NON-INTEREST EXPENSE
Total non-interest expense increased 27% to $6.4 million for the quarter
ended December 31, 2007 compared with $5.1 million for the comparable 2006
quarter primarily as the result of increases in salaries and employee
benefits expense and occupancy expense. Salaries and employee benefits
expense and occupancy expense related to the three new bank locations
totaled $166,000 and $147,000, respectively for the December 2007 quarter
compared with $8,000 and $0, respectively for the December 2006 quarter.
The Company also saw a $213,000 increase in FDIC insurance premium expense
during the December 2007 quarter following the utilization of the one-time
assessment credit provided to eligible insured depository institutions
under the Federal Deposit Insurance Reform Act of 2005. Management expects
future quarterly FDIC insurance premium expense to be approximately
$150,000.
The provision for income taxes decreased from $1.3 million for the quarter
ended December 31, 2006 to $1.1 million for the December 2007 quarter. The
effective tax rate was 29.4% for the quarter ended December 31, 2007
compared with 34.6% in the prior-year quarter. The lower effective tax
rate was primarily the result of a $150,000 benefit in the December 2007
quarter related to a change in the estimated amount of the Company's tax
liability.

- **Stated exercise**
Answer these questions from the non-interest expense text.
(a) By what percentage did total non-interest expense rise for the quarter ended December 31, 2007?
(b) What does management expect future quarterly FDIC insurance premium expense to be?
(c) What was the effective tax rate for the quarter ended December 31, 2007?
Base every answer only on the text above.

- **Provided data**
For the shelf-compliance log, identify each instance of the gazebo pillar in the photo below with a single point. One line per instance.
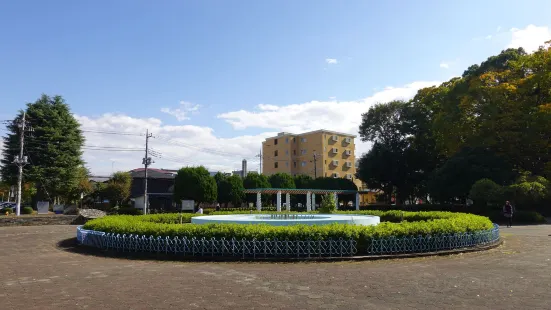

- **Exercise answer**
(a) 27%
(b) Approximately $150,000
(c) 29.4%